> **What to work on**
Set down the records exactly, and omit any image found in them.

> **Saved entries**

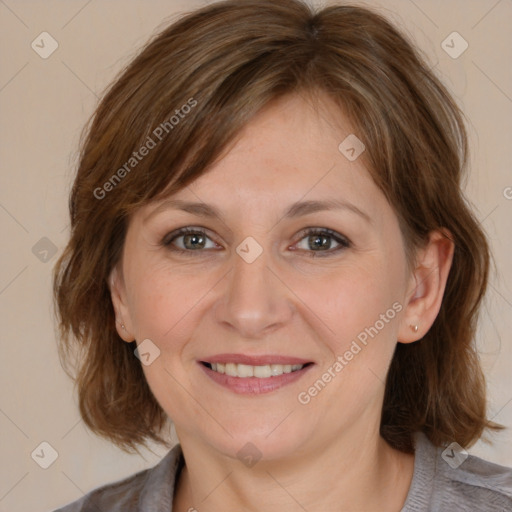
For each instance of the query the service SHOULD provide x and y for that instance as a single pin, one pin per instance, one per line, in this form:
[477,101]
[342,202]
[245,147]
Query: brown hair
[225,62]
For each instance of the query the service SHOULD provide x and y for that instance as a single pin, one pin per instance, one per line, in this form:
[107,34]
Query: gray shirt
[443,481]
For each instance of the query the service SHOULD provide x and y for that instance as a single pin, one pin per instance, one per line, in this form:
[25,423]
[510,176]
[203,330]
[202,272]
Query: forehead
[289,150]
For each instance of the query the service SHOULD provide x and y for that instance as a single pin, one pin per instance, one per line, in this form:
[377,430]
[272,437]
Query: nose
[255,301]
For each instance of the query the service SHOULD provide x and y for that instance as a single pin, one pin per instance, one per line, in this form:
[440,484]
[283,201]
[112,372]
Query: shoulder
[150,489]
[447,479]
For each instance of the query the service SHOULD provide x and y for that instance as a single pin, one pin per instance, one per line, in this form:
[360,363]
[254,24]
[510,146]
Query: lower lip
[254,385]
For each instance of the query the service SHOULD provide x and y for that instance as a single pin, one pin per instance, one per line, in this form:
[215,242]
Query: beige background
[45,102]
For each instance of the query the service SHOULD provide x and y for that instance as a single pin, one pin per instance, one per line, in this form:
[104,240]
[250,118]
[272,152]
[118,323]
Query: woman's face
[250,290]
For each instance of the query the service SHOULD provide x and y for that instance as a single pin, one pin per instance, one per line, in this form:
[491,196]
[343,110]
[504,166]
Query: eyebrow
[298,209]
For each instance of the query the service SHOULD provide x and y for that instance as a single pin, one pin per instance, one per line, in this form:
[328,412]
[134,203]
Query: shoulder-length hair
[184,99]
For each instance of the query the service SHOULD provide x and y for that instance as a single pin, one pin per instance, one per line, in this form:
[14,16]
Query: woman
[270,247]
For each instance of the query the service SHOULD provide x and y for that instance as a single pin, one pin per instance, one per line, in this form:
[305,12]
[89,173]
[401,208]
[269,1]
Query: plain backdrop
[44,103]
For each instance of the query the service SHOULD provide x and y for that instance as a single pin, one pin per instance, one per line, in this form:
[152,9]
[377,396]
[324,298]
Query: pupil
[195,241]
[323,241]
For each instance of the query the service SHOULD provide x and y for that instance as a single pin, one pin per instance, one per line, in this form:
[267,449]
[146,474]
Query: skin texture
[324,455]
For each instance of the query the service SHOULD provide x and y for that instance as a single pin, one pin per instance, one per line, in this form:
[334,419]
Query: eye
[318,240]
[188,240]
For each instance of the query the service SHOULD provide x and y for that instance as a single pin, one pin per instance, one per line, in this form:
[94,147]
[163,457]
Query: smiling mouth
[246,370]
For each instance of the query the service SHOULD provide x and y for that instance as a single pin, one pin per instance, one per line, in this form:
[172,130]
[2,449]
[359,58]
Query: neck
[356,472]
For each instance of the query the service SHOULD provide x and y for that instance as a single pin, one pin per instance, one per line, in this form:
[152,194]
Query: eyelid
[341,240]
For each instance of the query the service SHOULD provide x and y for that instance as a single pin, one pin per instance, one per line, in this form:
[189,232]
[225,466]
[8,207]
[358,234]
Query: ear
[426,286]
[118,296]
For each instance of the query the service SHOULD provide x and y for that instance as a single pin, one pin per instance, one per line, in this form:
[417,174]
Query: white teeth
[262,372]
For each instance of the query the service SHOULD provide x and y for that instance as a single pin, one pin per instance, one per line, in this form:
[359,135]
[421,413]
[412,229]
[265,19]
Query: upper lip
[255,360]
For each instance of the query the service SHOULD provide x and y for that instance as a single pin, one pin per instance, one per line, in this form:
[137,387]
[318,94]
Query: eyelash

> **Solution for this exercise**
For each instance of the query the service SHOULD provide x and y for that instance as a single pin, one pin per instance, one per line, in this form:
[477,101]
[342,202]
[245,147]
Query: brown hair
[225,62]
For each instance of the query the service SHOULD provide x and y for that instance as a single pin, one pin per instance, one per line, in this form:
[107,34]
Query: gray shirt
[443,481]
For each instance of the query the service SHOULD provide x and y for that instance as a single pin, one pin per instance, one per line, in this form:
[25,423]
[510,176]
[203,330]
[202,272]
Query: forehead
[289,150]
For each instance of the query the service SHOULD provide x and y for that instance as a single pin, one pin per instance, one per line, in this form:
[377,430]
[272,437]
Query: nose
[255,301]
For each instance of the query the service SHOULD provide x and y for that instance as a single pin, one pin per instance, one per line, in this form:
[440,484]
[283,201]
[112,372]
Query: shoulder
[150,489]
[447,479]
For each instance of the query the service SHOULD provide x and y for that instance as a single pin, one pin per instance, one per line, in this form:
[360,363]
[254,24]
[510,146]
Query: lower lip
[254,385]
For each instance of the query the service SHOULD provide x and y for that instance as a single pin, one pin per instance, one per line, in this form:
[215,242]
Query: beige background
[45,102]
For each instance of the query the service SHOULD provide x and y for that instance as a single pin, one pin per instance, one per line, in this form:
[104,240]
[250,118]
[272,152]
[118,323]
Query: woman's face
[250,290]
For each instance of the query the service SHOULD provide x and y for that instance as a single pin, one pin per instance, one per line, in this form:
[491,196]
[343,110]
[504,166]
Query: eyebrow
[298,209]
For each instance of the query the service SHOULD provide x and y for that instance as a single pin, one pin per instance, one per line, in this form:
[328,412]
[134,203]
Query: shoulder-length hair
[184,99]
For each instance of the query the service SHOULD provide x and y for that instance as a single pin, one pin per instance, one per line, in this form:
[14,16]
Query: woman
[270,247]
For each instance of the query the service SHOULD provide x and y for that instance as a single pin, one pin per instance, one per line, in this form:
[305,12]
[89,173]
[401,208]
[269,1]
Query: plain backdrop
[44,103]
For each instance of the query the service SHOULD provide x and y for that instance as a single pin, one pin per instance, one per line, in this form:
[152,9]
[377,396]
[324,298]
Query: pupil
[195,241]
[323,241]
For each instance of the query the service SHOULD provide x and y for that instance as a single pin, one pin per instance, one per line, in this form:
[267,449]
[146,474]
Query: skin texture
[324,455]
For each instance of the query the service SHOULD provide x and y for that instance as a single pin, one pin per instance, one per line, in this form:
[334,419]
Query: eye
[318,240]
[188,240]
For each instance of the query the service SHOULD provide x and y for that instance as a single pin, one pin per instance, one per line, in this form:
[94,147]
[163,457]
Query: smiling mouth
[246,370]
For each instance of the query the service SHOULD provide x and y for that instance as a single pin, one pin per instance, one per line, in this form:
[172,130]
[2,449]
[359,58]
Query: neck
[356,472]
For each instance of the query the service SHOULD provide x and y for that instance as a single pin, one pin per instance, one per line, in this form:
[152,194]
Query: eyelid
[341,240]
For each instance of the query the service SHOULD provide x and y for that instance as a single pin, one pin per instance, one per line, in this form:
[189,232]
[225,466]
[8,207]
[358,234]
Query: ear
[426,286]
[118,296]
For each instance of the query the service SHOULD provide x and y for that instance as a single pin, one pin per instance, one per line, in this form:
[417,174]
Query: white teeth
[262,372]
For each instance of the query the service SHOULD provide x and y for that instance as a single pin, one pin per instance, one per line, in this form:
[359,135]
[421,413]
[412,229]
[265,19]
Query: upper lip
[255,360]
For each instance of the query the service SHOULD provide x and y for that instance as a single pin, one pin per instance, one per line, in this form:
[137,387]
[318,94]
Query: eyelash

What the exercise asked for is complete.